- [Data provided]:

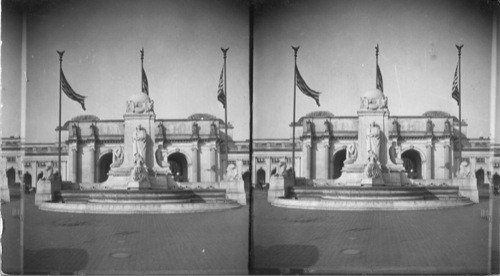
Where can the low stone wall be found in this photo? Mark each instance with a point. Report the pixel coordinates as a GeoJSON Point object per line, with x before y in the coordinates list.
{"type": "Point", "coordinates": [235, 190]}
{"type": "Point", "coordinates": [467, 187]}
{"type": "Point", "coordinates": [46, 190]}
{"type": "Point", "coordinates": [279, 187]}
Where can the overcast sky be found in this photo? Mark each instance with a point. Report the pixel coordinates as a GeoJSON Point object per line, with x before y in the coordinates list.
{"type": "Point", "coordinates": [102, 40]}
{"type": "Point", "coordinates": [337, 42]}
{"type": "Point", "coordinates": [182, 41]}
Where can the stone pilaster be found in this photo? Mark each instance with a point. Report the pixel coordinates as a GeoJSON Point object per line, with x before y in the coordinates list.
{"type": "Point", "coordinates": [428, 163]}
{"type": "Point", "coordinates": [213, 164]}
{"type": "Point", "coordinates": [194, 164]}
{"type": "Point", "coordinates": [323, 159]}
{"type": "Point", "coordinates": [306, 159]}
{"type": "Point", "coordinates": [73, 163]}
{"type": "Point", "coordinates": [447, 161]}
{"type": "Point", "coordinates": [91, 160]}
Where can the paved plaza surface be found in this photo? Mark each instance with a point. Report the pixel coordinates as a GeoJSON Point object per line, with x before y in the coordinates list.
{"type": "Point", "coordinates": [448, 241]}
{"type": "Point", "coordinates": [286, 241]}
{"type": "Point", "coordinates": [61, 243]}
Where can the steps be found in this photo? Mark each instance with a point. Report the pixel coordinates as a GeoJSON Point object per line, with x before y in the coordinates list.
{"type": "Point", "coordinates": [140, 201]}
{"type": "Point", "coordinates": [373, 198]}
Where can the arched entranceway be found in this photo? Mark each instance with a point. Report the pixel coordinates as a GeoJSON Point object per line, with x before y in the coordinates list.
{"type": "Point", "coordinates": [261, 177]}
{"type": "Point", "coordinates": [338, 163]}
{"type": "Point", "coordinates": [247, 178]}
{"type": "Point", "coordinates": [27, 181]}
{"type": "Point", "coordinates": [11, 176]}
{"type": "Point", "coordinates": [480, 177]}
{"type": "Point", "coordinates": [178, 166]}
{"type": "Point", "coordinates": [104, 165]}
{"type": "Point", "coordinates": [412, 163]}
{"type": "Point", "coordinates": [39, 176]}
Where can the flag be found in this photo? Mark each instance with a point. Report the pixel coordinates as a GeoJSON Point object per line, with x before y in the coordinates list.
{"type": "Point", "coordinates": [380, 82]}
{"type": "Point", "coordinates": [301, 84]}
{"type": "Point", "coordinates": [145, 86]}
{"type": "Point", "coordinates": [455, 94]}
{"type": "Point", "coordinates": [66, 88]}
{"type": "Point", "coordinates": [221, 95]}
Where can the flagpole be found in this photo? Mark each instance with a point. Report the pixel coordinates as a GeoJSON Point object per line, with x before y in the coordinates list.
{"type": "Point", "coordinates": [295, 49]}
{"type": "Point", "coordinates": [376, 64]}
{"type": "Point", "coordinates": [61, 53]}
{"type": "Point", "coordinates": [224, 51]}
{"type": "Point", "coordinates": [142, 69]}
{"type": "Point", "coordinates": [459, 48]}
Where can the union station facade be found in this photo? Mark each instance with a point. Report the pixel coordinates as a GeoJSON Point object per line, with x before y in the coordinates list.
{"type": "Point", "coordinates": [195, 151]}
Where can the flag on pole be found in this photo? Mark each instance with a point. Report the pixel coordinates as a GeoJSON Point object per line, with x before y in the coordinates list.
{"type": "Point", "coordinates": [66, 88]}
{"type": "Point", "coordinates": [455, 94]}
{"type": "Point", "coordinates": [301, 84]}
{"type": "Point", "coordinates": [221, 94]}
{"type": "Point", "coordinates": [380, 82]}
{"type": "Point", "coordinates": [145, 86]}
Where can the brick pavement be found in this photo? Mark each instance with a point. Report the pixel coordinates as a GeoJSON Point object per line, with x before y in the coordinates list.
{"type": "Point", "coordinates": [285, 241]}
{"type": "Point", "coordinates": [61, 243]}
{"type": "Point", "coordinates": [381, 242]}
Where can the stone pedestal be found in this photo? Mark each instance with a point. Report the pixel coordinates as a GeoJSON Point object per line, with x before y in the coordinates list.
{"type": "Point", "coordinates": [46, 189]}
{"type": "Point", "coordinates": [467, 188]}
{"type": "Point", "coordinates": [276, 188]}
{"type": "Point", "coordinates": [235, 190]}
{"type": "Point", "coordinates": [370, 182]}
{"type": "Point", "coordinates": [139, 185]}
{"type": "Point", "coordinates": [4, 188]}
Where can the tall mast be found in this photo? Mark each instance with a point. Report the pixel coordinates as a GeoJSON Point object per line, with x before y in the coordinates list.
{"type": "Point", "coordinates": [295, 50]}
{"type": "Point", "coordinates": [224, 51]}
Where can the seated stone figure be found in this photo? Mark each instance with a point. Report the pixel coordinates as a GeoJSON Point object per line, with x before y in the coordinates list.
{"type": "Point", "coordinates": [464, 171]}
{"type": "Point", "coordinates": [352, 154]}
{"type": "Point", "coordinates": [48, 174]}
{"type": "Point", "coordinates": [372, 169]}
{"type": "Point", "coordinates": [231, 172]}
{"type": "Point", "coordinates": [117, 157]}
{"type": "Point", "coordinates": [139, 172]}
{"type": "Point", "coordinates": [282, 168]}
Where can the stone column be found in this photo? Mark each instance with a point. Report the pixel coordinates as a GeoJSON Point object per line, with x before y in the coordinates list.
{"type": "Point", "coordinates": [447, 164]}
{"type": "Point", "coordinates": [306, 160]}
{"type": "Point", "coordinates": [428, 163]}
{"type": "Point", "coordinates": [194, 164]}
{"type": "Point", "coordinates": [213, 164]}
{"type": "Point", "coordinates": [73, 163]}
{"type": "Point", "coordinates": [324, 155]}
{"type": "Point", "coordinates": [92, 163]}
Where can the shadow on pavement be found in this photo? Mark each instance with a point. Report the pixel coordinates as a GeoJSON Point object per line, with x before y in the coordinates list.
{"type": "Point", "coordinates": [276, 259]}
{"type": "Point", "coordinates": [55, 261]}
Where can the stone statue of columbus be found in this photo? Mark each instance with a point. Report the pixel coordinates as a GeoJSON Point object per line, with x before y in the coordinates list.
{"type": "Point", "coordinates": [373, 140]}
{"type": "Point", "coordinates": [139, 147]}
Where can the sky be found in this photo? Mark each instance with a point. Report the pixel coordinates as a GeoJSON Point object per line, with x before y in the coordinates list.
{"type": "Point", "coordinates": [102, 40]}
{"type": "Point", "coordinates": [182, 41]}
{"type": "Point", "coordinates": [337, 42]}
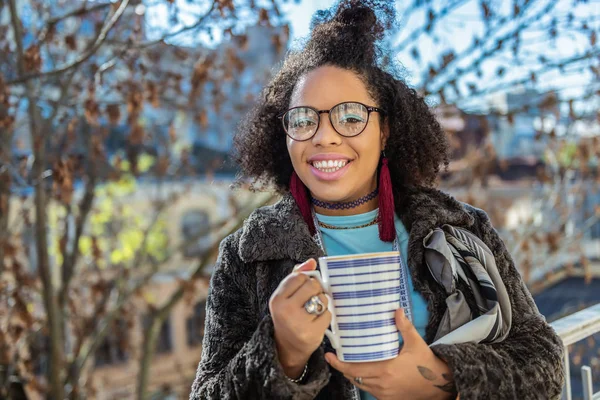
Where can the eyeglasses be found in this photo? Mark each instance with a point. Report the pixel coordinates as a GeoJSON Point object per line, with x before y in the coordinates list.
{"type": "Point", "coordinates": [348, 119]}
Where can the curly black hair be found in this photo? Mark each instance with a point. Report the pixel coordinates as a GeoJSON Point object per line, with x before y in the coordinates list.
{"type": "Point", "coordinates": [349, 36]}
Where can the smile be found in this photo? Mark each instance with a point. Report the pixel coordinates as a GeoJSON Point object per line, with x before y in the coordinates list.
{"type": "Point", "coordinates": [329, 165]}
{"type": "Point", "coordinates": [329, 170]}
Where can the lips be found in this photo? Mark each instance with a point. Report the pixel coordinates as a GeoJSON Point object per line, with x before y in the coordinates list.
{"type": "Point", "coordinates": [330, 174]}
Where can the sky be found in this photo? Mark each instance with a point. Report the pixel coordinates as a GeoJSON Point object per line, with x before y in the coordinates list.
{"type": "Point", "coordinates": [456, 31]}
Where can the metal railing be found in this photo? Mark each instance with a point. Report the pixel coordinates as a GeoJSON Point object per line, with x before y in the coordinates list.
{"type": "Point", "coordinates": [572, 329]}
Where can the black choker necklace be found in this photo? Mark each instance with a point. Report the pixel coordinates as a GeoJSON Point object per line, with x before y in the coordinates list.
{"type": "Point", "coordinates": [348, 205]}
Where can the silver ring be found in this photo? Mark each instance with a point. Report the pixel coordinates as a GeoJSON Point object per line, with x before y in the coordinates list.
{"type": "Point", "coordinates": [314, 306]}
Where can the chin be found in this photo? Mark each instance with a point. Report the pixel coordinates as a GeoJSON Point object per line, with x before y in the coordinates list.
{"type": "Point", "coordinates": [329, 193]}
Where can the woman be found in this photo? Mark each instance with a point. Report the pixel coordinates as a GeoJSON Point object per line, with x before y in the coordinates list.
{"type": "Point", "coordinates": [355, 154]}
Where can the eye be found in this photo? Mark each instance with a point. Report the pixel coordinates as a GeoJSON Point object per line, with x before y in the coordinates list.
{"type": "Point", "coordinates": [351, 119]}
{"type": "Point", "coordinates": [301, 123]}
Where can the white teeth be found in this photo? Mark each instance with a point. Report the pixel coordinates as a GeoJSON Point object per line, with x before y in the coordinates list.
{"type": "Point", "coordinates": [329, 165]}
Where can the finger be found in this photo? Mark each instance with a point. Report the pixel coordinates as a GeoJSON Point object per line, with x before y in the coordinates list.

- [Exercise aim]:
Output exactly the lines of the data that run from the one containing "Where can the chin" to the very last line, and no others.

- [Solution to this exercise]:
Where can the chin be found in this photo? Mark each instance with a point. Report the pixel coordinates as a GeoJSON Point object per line, with x before y in the coordinates list.
{"type": "Point", "coordinates": [329, 193]}
Where can the woman be found in this photo? Mark each instance with a point. Report the pixel coordinates as a GeoJSON Point object per line, with x before y in the coordinates list.
{"type": "Point", "coordinates": [355, 154]}
Where can the eye be found in this photo? Mark each instance with a point. Report the pixel coordinates as a GeoJSON Point object per line, with x before y in the coordinates list.
{"type": "Point", "coordinates": [351, 119]}
{"type": "Point", "coordinates": [301, 123]}
Where can the white teeth be found in this photo? Mark each instance with a point. Report the pixel coordinates as a GeoJSON Point object per line, with x before y in the coordinates list.
{"type": "Point", "coordinates": [329, 165]}
Where can the finger be found in this photo? Mark each instance with a point. Report the pixel coordinates as a GeoJSON Point object per line, with x before y in the coordinates list.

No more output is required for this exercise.